■ **What is expected**
Write out the entries below once more, exactly, with the pictures left out.

■ **Task inputs**
=== Begin Enclosure ===

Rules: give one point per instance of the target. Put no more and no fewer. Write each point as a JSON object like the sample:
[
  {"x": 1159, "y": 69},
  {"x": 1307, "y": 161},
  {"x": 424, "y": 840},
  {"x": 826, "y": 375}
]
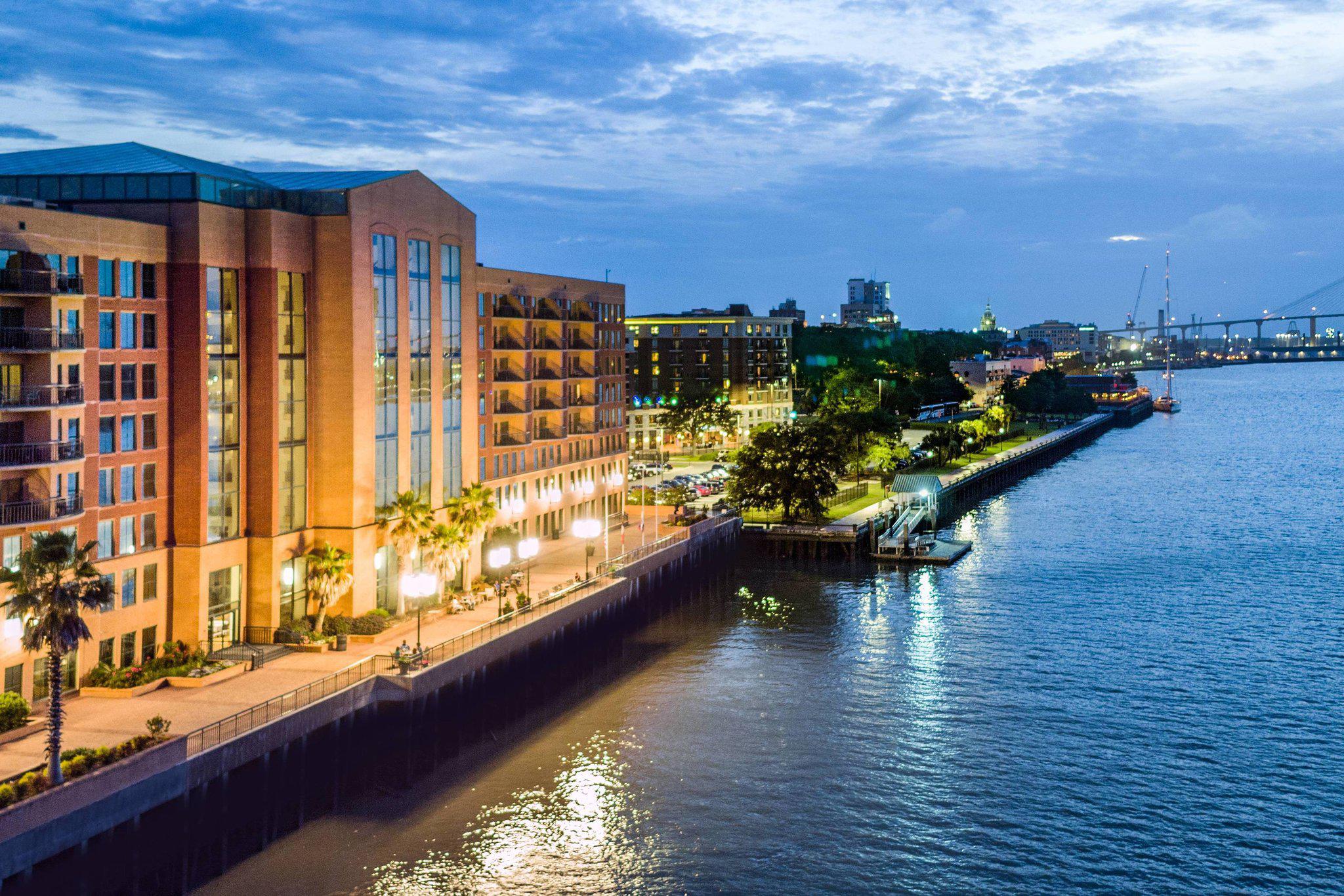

=== End Enclosure ===

■ **Output for this exercise**
Rules: give one point per instance of the target. Put no more and no fewer. Write each point as a JSON object like the sample:
[
  {"x": 1159, "y": 69},
  {"x": 1307, "y": 161},
  {"x": 424, "y": 840},
  {"x": 826, "y": 375}
]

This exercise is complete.